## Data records
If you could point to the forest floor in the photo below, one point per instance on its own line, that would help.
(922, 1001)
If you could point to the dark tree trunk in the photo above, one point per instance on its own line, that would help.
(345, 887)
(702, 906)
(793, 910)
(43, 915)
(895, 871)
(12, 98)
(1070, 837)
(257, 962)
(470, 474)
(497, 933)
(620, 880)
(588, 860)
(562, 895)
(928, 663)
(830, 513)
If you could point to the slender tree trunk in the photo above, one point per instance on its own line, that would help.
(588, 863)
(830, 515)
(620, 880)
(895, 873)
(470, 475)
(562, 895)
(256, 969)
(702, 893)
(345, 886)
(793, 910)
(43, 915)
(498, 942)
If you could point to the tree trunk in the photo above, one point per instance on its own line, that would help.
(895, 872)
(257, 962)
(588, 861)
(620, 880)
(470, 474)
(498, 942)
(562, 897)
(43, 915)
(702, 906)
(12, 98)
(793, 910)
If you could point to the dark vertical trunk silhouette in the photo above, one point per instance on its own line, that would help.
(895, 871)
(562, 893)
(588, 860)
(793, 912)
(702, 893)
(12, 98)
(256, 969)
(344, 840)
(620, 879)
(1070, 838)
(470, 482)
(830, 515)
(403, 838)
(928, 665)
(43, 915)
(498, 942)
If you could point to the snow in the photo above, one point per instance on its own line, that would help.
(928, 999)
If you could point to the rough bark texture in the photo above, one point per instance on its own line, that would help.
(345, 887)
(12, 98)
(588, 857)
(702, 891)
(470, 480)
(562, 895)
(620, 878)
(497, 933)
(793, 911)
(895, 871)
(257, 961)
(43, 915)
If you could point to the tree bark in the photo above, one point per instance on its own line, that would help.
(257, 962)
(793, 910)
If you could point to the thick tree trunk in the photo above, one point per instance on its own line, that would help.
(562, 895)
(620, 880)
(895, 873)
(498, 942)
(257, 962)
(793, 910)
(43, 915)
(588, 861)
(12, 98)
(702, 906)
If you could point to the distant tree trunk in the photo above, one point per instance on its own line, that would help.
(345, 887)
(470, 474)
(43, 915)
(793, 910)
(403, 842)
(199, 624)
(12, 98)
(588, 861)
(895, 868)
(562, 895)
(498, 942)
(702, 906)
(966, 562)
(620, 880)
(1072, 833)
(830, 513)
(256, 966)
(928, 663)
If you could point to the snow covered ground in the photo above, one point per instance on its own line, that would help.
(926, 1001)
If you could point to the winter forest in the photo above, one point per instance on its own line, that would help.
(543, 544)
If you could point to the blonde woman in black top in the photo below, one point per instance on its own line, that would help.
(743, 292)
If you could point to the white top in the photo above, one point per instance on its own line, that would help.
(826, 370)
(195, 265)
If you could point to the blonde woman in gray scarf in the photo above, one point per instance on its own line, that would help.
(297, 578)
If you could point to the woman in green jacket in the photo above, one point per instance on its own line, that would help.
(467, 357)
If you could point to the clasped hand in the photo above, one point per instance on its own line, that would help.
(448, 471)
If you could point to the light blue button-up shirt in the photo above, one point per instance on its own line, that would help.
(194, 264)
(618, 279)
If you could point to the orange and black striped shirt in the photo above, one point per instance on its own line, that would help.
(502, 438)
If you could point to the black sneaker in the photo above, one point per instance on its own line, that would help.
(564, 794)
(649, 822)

## Task requirements
Reproduce all of the data above line for line, without changing anything.

## Solution for this task
If you could point to the forest floor in the photo below, one point per instance on its own line, that would help.
(922, 1001)
If you could point to the dark tree trunk in the photo above, one point per instance on its own line, that would help.
(345, 887)
(702, 906)
(793, 910)
(43, 915)
(895, 871)
(12, 98)
(1070, 837)
(257, 962)
(470, 474)
(497, 933)
(620, 880)
(588, 860)
(562, 895)
(928, 663)
(830, 513)
If you could point to the slender tree trunk in the photo above, one point per instance on its own line, that would help.
(588, 863)
(830, 515)
(620, 880)
(895, 873)
(470, 475)
(562, 895)
(256, 969)
(702, 893)
(345, 886)
(793, 910)
(43, 915)
(498, 942)
If you could point to the tree trunk in the photo above, one point per instance on its own line, that would help.
(895, 872)
(257, 962)
(588, 861)
(620, 880)
(470, 474)
(498, 942)
(562, 897)
(43, 915)
(702, 906)
(12, 98)
(793, 910)
If you could point to the dark vertical trunk silhouette in the photo above, one point per instance on its own line, that would help.
(895, 871)
(562, 893)
(588, 860)
(793, 912)
(702, 893)
(12, 98)
(256, 969)
(344, 840)
(620, 879)
(1070, 838)
(470, 482)
(830, 515)
(403, 838)
(928, 665)
(43, 915)
(498, 942)
If you could point to the snow in the photo above, one point per instance on its own line, that would help.
(928, 999)
If you could point to the rough bark texture in the photo above, one point per instance on its own line, that would help.
(345, 887)
(12, 98)
(588, 857)
(702, 891)
(470, 480)
(562, 895)
(620, 878)
(497, 933)
(793, 911)
(895, 871)
(257, 961)
(43, 915)
If you could point to the tree bark in the photo above, one point per instance on its own line, that would help.
(257, 962)
(793, 910)
If you could point to the thick tree trunk in the photo above, one point per instance on its own line, that would help.
(562, 895)
(620, 880)
(895, 873)
(498, 942)
(257, 962)
(793, 910)
(43, 915)
(588, 861)
(12, 98)
(702, 906)
If you could point to the distant tree trunk in the photo above, one point per instance on its own line, that would help.
(345, 887)
(470, 474)
(43, 915)
(793, 910)
(403, 842)
(199, 624)
(12, 98)
(588, 861)
(895, 868)
(562, 895)
(498, 942)
(702, 906)
(966, 562)
(620, 880)
(1072, 833)
(830, 513)
(256, 966)
(928, 663)
If you could point to the snow covered ground in the photo above, one point per instance on its own line, that would help.
(926, 1001)
If you could point to the winter forest in the photo above, one point per instance on its own line, that would help.
(543, 544)
If you could point to the blonde woman in black top in the photo below, one point per instance on its own line, that would help.
(743, 292)
If you could point to the white top in the photo above, one point per instance on its own line, that would help.
(826, 370)
(195, 265)
If you could point to the blonde woman in gray scarf in the photo above, one point per instance on its own line, that would help.
(297, 578)
If you could point to the woman in green jacket in the photo above, one point per instance on its own line, that would help.
(467, 357)
If you could point to the clasped hand in the photo above, one point per instance on its own line, that would help.
(448, 471)
If you could point to the light blue button-up shirt in the photo above, one point per instance on its own line, that would help.
(194, 264)
(618, 279)
If you could point to the orange and black striped shirt in the photo above, one point per instance on its own line, that would help.
(502, 438)
If you could point to the black sneaker in the photo above, one point per instance on its own line, that would help.
(564, 794)
(649, 822)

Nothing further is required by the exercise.